An often overlooked but nonetheless controversial component of this proposed cap-and-trade system is a provision that will help emitters to meet their emission reduction targets, in part, by purchasing additional carbon “offset” credits. Polluting industries can either reduce their emissions by making changes in their operations (employing clean technologies or upgrading efficiency) or by investing in offsets. These offset credits would be purchased from projects and programs that reduce emissions in emitting sectors that are currently not regulated by the cap-and-trade system. For example, some of these carbon-reducing enterprises include investments in renewable energy, energy efficiency, or agricultural and forestry land management practices that reduce emissions.

What Are Carbon Offsets?

Carbon offsetting is the act of mitigating greenhouse gas emissions by purchasing credits from projects and programs that reduce emissions from sectors currently unregulated by the cap on emissions. In the current offset market, consumers, for example, may purchase carbon offsets to compensate for greenhouse gas emissions caused by personal air travel or driving, thereby “neutralizing” their carbon emissions.

Carbon offsets are typically measured in tons of CO2-equivalents, or CO2e, and are bought and sold through a number of international brokers, online retailers, and trading platforms. Most companies charge $5 to $20 per ton of CO2e offset.

The Problem with Offsets

A barrage of critical news reports has raised serious questions about the integrity of the carbon offsets that are sold in the unregulated U.S. market. It turns out that some offset dollars are being collected for projects that already have been financed independently, arguably doing no additional environmental good. And even when offset dollars appear to be invested wisely, consumers have no way to check whether projects are actually producing the promised reductions in greenhouse gas emissions.

Because there is currently no system to regulate offsets, the voluntary market is awash in competing protocols and standards, and confusion reigns. Some providers are committing to follow specific protocols or standards, such as the Kyoto Protocol’s Clean Development Mechanism, which has received criticism for granting legitimacy to dubious technologies. No U.S. government standards currently exist, however, and buyers have a limited ability to check whether such promises are being kept.

The Solution

Congress should craft a wise carbon offset certification process as part of a mandatory cap-and-trade system. A well-designed carbon offset program must ensure that entities selling offsets can meet rigorous, uniform standards and verify their emission reductions. The Environmental Protection Agency should therefore step in and outline consistent methodologies and protocols for offset certification in order to ensure the program’s success.

In a recent CAP publication, “Getting Credit for Going Green” we outline recommendations for a robust offsets program to ensure real and verifiable emission reductions. A main component of this program includes establishing two categories of offsets, Tier 1 and Tier 2:

  • Tier 1 offsets – otherwise known as Compliance Credits – will be certified by the EPA and will meet stringent measurement, verification, and permanence requirements via the application of rigorous EPA methodologies and protocols.

| TASKS FOR THIS EXERCISE |
A. Convert the records into a JSON list of strings with one string per line, leaving out blank lines. Start at the first line of the records and end at the line containing "[[[38,114],[45,114],[45,112],[42,110],[38,110]]]".
B. Carry on the passage about carbon offsets from the point where it stops.

| DATASET EXTRACT |

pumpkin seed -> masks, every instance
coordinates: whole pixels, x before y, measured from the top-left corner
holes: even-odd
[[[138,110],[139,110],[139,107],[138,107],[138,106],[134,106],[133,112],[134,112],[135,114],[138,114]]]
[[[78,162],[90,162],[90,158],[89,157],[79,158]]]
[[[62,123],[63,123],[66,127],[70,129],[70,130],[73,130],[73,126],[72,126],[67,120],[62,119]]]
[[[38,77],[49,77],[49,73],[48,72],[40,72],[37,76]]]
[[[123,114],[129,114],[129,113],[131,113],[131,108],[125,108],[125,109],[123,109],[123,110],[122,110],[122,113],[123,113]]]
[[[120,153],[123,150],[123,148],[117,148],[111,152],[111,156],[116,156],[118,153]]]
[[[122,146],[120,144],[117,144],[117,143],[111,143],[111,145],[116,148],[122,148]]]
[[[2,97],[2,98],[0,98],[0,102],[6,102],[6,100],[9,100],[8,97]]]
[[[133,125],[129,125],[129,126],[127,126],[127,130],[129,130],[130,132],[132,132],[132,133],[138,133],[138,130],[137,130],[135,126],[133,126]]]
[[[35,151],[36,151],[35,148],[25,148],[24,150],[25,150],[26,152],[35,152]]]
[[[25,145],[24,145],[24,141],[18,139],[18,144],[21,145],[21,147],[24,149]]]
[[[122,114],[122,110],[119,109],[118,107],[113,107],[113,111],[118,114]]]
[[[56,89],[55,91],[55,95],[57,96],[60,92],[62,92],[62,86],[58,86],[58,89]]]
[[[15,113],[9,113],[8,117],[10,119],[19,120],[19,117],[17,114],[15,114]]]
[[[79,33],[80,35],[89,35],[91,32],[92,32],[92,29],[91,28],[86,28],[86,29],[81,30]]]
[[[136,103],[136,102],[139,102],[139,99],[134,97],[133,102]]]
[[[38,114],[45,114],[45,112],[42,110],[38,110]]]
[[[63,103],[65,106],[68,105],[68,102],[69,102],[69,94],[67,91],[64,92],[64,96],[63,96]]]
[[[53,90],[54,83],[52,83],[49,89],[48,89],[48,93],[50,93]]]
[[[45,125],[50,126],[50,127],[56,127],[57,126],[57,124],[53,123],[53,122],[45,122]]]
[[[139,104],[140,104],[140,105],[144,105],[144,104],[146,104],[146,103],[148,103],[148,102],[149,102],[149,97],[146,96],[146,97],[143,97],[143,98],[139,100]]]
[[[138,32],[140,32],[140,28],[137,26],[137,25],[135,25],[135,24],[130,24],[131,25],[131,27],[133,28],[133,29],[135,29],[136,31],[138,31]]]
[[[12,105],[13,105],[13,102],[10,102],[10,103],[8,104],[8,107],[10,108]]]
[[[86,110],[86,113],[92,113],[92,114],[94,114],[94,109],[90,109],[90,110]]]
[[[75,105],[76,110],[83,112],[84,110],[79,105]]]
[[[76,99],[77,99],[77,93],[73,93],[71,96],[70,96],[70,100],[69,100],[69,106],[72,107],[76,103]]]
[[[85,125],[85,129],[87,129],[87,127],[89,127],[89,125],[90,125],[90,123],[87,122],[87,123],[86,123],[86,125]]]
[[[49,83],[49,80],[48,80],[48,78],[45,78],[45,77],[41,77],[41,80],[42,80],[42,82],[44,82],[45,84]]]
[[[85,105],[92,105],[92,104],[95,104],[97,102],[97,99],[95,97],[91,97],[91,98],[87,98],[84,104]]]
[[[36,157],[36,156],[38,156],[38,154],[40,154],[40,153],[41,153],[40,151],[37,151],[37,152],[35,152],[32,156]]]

| ANSWERS GIVEN |
A.
[
  "pumpkin seed -> masks, every instance",
  "coordinates: whole pixels, x before y, measured from the top-left corner",
  "holes: even-odd",
  "[[[138,110],[139,110],[139,107],[138,107],[138,106],[134,106],[133,112],[134,112],[135,114],[138,114]]]",
  "[[[78,162],[90,162],[90,158],[89,157],[79,158]]]",
  "[[[62,123],[63,123],[66,127],[70,129],[70,130],[73,130],[73,126],[72,126],[67,120],[62,119]]]",
  "[[[38,77],[49,77],[49,73],[48,72],[40,72],[37,76]]]",
  "[[[123,114],[129,114],[129,113],[131,113],[131,108],[125,108],[125,109],[123,109],[123,110],[122,110],[122,113],[123,113]]]",
  "[[[120,153],[123,150],[123,148],[117,148],[111,152],[111,156],[116,156],[118,153]]]",
  "[[[122,146],[120,144],[117,144],[117,143],[111,143],[111,145],[116,148],[122,148]]]",
  "[[[2,97],[2,98],[0,98],[0,102],[6,102],[6,100],[9,100],[8,97]]]",
  "[[[133,125],[129,125],[129,126],[127,126],[127,130],[129,130],[130,132],[132,132],[132,133],[138,133],[138,130],[137,130],[135,126],[133,126]]]",
  "[[[35,151],[36,151],[35,148],[25,148],[24,150],[25,150],[26,152],[35,152]]]",
  "[[[25,145],[24,145],[24,141],[18,139],[18,144],[21,145],[21,147],[24,149]]]",
  "[[[122,114],[122,110],[119,109],[118,107],[113,107],[113,111],[118,114]]]",
  "[[[56,89],[55,91],[55,95],[57,96],[60,92],[62,92],[62,86],[58,86],[58,89]]]",
  "[[[15,113],[9,113],[8,117],[10,119],[19,120],[19,117],[17,114],[15,114]]]",
  "[[[79,33],[80,35],[89,35],[91,32],[92,32],[92,29],[91,28],[86,28],[86,29],[81,30]]]",
  "[[[136,103],[136,102],[139,102],[139,99],[134,97],[133,102]]]",
  "[[[38,114],[45,114],[45,112],[42,110],[38,110]]]"
]

B.
    • Polluting industries will only be able to meet 15 percent of their emission requirements with Tier 1 compliance credits. These credits would count as reductions contributing to meeting the overall cap on U.S. emissions.
    • Individuals will also be able to purchase these Tier 1 compliance credits in the voluntary market. Because individuals are not regulated entities under the cap, these Tier 1 compliance credits would count as additional emission reductions beyond those required by the cap.
  • Tier 2 offsets will comprise the Targeted Carbon Reduction Program. This Tier 2 program would include program- or project-based activities that may not satisfy the stringent tests required to earn Tier 1 compliance credits but still reduce emissions. These activities would earn other financial rewards, including tax credits, rebates, grants, or other financial incentives.
    • Emission reductions resulting from the Tier 2 program would count as additional emission reductions beyond those required by the cap.
    • Once Tier 2 programs develop a track record and more data has been collected on their resulting emission reductions, some of them may qualify to move up into Tier 1, where they can generate marketable compliance credits. In this way, Tier 2 may serve as an “incubator” of projects and programs that ultimately may qualify for compliance credit status under Tier 1.

One of the benefits of such an offset program is that it can encourage emissions reductions in sectors that are not currently covered under a cap-and-trade program. This type of comprehensive offset program would provide more information about the nature and scope of unregulated emissions and set the stage for their potential official inclusion in a cap-and-trade program at a future date.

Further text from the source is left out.